» **Vos consignes**: Citez en entier, sans la moindre modification, l'article sur la loi El Khomri présenté ci-dessous.

» **Extrait**:
******

La loi El Khomri déchaîne

La loi El Khomri déchaîne les passions : à tort ou à raison ?

  • le 26 juillet 2016

A en croire certaines organisations syndicales (principalement la CGT et FO), cette loi entraînerait une régression sociale sans précédent. Il n’en est rien. En l’état, la Loi Travail ne fait que confirmer l’évolution actuelle du droit du travail issue des dernières réformes et de la jurisprudence.

Le projet de loi visant à instituer de nouvelles libertés et de nouvelles protections pour les entreprises et les actifs(ves) est considéré comme adopté par l’Assemblée Nationale en application de l’article 49.3 de la Constitution.

Un retour sur les trois points clés de la Loi Travail le démontre.

Primauté de l’accord d’entreprise sur l’accord de branche

La Loi Travail réorganise les dispositions relatives à la durée du travail autour du tryptique suivant :

• Ordre public auquel il ne peut être dérogé ;
• Champ de la négociation collective sachant que dans la plupart des cas l’accord d’entreprise prime sur l’accord de branche ;
• Dispositions supplétives applicables à défaut d’accord.
Cette nouvelle architecture tend à permettre la conclusion d’accords d’entreprise dérogeant de façon moins favorable aux accords de branche en matière de durée de travail. Ainsi, dans une branche où le taux de majoration des heures supplémentaires est fixé à 25 %, un accord d’entreprise pourra fixer un taux moindre sans toutefois être inférieur à 10%. Or, sur ce point sensible des heures supplémentaires, une telle dérogation est déjà possible en application de l’article L. 3121-22 actuel du Code du travail !

******

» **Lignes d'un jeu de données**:
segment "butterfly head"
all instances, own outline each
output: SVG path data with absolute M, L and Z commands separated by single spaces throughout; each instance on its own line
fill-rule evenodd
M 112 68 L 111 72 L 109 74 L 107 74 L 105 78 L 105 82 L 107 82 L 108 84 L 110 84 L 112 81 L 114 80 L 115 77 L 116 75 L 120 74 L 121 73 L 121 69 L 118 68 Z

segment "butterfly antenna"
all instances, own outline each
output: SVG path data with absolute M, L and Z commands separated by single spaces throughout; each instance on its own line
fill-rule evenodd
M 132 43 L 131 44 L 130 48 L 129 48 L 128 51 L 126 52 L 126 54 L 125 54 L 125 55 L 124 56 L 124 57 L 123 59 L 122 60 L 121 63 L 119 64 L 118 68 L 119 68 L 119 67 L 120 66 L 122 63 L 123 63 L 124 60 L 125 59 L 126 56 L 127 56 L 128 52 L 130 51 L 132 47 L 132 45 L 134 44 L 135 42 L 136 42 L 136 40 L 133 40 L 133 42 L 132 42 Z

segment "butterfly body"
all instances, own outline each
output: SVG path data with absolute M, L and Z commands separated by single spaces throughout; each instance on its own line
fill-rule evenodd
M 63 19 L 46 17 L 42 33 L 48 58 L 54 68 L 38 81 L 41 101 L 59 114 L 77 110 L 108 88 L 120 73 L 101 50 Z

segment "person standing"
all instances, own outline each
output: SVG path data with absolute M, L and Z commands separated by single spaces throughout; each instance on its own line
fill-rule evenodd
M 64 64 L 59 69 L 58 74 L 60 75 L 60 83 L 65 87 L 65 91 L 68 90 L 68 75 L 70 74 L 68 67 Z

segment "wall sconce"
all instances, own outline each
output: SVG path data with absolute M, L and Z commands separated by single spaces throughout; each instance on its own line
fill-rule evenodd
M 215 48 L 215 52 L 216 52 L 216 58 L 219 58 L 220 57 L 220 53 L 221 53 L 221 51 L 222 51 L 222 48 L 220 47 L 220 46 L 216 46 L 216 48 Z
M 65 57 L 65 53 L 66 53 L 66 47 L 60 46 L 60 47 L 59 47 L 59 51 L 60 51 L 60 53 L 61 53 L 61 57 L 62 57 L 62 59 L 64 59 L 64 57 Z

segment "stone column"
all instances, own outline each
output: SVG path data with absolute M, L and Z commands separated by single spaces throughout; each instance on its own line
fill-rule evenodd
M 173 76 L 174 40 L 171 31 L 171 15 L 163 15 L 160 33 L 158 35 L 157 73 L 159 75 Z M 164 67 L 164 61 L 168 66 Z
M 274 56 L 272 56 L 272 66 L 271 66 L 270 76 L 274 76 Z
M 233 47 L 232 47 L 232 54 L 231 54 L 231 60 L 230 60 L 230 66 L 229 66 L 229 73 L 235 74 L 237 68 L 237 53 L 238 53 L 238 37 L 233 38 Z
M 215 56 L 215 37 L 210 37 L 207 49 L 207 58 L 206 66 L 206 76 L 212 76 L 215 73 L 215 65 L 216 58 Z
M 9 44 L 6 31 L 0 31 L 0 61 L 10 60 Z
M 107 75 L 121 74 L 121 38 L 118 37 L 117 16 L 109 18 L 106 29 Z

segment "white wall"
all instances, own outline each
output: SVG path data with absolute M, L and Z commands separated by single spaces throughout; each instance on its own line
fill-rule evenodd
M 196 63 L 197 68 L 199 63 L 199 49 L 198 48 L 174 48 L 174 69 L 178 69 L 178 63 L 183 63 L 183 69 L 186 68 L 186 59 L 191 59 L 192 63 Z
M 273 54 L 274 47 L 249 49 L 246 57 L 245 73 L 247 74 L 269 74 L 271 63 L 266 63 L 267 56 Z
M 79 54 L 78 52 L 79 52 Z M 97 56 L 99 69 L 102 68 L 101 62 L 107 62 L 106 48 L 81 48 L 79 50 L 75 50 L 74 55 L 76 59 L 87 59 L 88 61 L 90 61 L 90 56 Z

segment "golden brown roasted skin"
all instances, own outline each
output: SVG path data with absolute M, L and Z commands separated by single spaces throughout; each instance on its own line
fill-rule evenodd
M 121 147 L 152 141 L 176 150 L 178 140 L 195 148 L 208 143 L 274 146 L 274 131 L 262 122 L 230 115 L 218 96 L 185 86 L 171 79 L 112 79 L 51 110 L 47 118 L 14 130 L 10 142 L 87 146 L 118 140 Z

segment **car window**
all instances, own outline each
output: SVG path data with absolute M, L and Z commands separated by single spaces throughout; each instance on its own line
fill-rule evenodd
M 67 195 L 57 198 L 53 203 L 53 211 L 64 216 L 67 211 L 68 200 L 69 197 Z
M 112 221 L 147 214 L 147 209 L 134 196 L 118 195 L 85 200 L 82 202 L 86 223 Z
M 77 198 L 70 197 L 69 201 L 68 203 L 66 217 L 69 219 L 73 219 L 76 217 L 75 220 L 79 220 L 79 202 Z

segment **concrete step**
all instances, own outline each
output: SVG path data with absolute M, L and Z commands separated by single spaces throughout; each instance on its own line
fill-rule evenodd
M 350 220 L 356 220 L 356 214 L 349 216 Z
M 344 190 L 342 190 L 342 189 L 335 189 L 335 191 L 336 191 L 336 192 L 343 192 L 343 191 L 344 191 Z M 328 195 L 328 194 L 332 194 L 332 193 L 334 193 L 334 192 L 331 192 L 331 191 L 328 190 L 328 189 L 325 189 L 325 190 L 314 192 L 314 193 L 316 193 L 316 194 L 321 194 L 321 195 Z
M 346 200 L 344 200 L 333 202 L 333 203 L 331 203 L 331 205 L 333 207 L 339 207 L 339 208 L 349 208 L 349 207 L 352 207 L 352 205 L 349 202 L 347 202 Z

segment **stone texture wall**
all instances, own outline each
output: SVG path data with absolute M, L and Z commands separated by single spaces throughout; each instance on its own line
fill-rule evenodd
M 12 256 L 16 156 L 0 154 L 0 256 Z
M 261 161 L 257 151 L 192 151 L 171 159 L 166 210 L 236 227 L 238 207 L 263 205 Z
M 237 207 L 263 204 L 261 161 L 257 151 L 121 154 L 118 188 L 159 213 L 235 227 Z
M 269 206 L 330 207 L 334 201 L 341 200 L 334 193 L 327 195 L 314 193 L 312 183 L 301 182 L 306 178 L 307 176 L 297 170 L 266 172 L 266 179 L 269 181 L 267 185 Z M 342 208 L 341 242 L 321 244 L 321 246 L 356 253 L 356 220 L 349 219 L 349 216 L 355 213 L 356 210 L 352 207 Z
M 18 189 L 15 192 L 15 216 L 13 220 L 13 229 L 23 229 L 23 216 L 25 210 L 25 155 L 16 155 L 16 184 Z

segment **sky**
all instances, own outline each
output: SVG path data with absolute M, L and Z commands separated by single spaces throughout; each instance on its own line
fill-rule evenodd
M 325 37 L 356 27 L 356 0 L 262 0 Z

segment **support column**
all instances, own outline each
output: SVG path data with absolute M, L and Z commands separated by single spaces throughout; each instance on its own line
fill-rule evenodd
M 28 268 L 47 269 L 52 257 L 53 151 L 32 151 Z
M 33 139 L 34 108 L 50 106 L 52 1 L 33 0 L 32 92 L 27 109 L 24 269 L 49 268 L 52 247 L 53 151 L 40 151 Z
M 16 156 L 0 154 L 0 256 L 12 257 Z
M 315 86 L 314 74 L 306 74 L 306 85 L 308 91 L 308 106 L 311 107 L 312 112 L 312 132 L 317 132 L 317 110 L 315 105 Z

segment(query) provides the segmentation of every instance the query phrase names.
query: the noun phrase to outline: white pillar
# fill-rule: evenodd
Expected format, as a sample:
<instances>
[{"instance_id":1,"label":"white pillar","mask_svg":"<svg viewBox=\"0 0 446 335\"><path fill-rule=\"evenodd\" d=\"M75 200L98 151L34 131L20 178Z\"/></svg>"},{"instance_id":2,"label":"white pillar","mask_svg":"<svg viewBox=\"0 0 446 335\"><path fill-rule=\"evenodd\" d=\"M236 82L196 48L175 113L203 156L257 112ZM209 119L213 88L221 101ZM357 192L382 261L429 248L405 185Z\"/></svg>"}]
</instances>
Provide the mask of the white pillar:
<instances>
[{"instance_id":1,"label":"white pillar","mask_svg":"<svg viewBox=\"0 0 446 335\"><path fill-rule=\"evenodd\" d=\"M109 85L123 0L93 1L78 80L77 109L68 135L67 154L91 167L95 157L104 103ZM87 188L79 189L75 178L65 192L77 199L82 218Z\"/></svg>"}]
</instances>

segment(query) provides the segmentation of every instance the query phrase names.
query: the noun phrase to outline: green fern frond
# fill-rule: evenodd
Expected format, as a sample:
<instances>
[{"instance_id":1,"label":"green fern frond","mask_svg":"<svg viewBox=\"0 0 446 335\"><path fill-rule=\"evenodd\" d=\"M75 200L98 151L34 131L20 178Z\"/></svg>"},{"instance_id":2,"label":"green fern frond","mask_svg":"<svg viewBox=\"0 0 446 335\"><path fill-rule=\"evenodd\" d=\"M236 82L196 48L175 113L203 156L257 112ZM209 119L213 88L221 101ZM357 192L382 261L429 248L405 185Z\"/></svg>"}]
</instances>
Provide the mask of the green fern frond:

******

» **Réponse attendue**:
La loi El Khomri déchaîne

La loi El Khomri déchaîne les passions : à tort ou à raison ?

  • le 26 juillet 2016

A en croire certaines organisations syndicales (principalement la CGT et FO), cette loi entraînerait une régression sociale sans précédent. Il n’en est rien. En l’état, la Loi Travail ne fait que confirmer l’évolution actuelle du droit du travail issue des dernières réformes et de la jurisprudence.

Le projet de loi visant à instituer de nouvelles libertés et de nouvelles protections pour les entreprises et les actifs(ves) est considéré comme adopté par l’Assemblée Nationale en application de l’article 49.3 de la Constitution.

Un retour sur les trois points clés de la Loi Travail le démontre.

Primauté de l’accord d’entreprise sur l’accord de branche

La Loi Travail réorganise les dispositions relatives à la durée du travail autour du tryptique suivant :

• Ordre public auquel il ne peut être dérogé ;
• Champ de la négociation collective sachant que dans la plupart des cas l’accord d’entreprise prime sur l’accord de branche ;
• Dispositions supplétives applicables à défaut d’accord.
Cette nouvelle architecture tend à permettre la conclusion d’accords d’entreprise dérogeant de façon moins favorable aux accords de branche en matière de durée de travail. Ainsi, dans une branche où le taux de majoration des heures supplémentaires est fixé à 25 %, un accord d’entreprise pourra fixer un taux moindre sans toutefois être inférieur à 10%. Or, sur ce point sensible des heures supplémentaires, une telle dérogation est déjà possible en application de l’article L. 3121-22 actuel du Code du travail !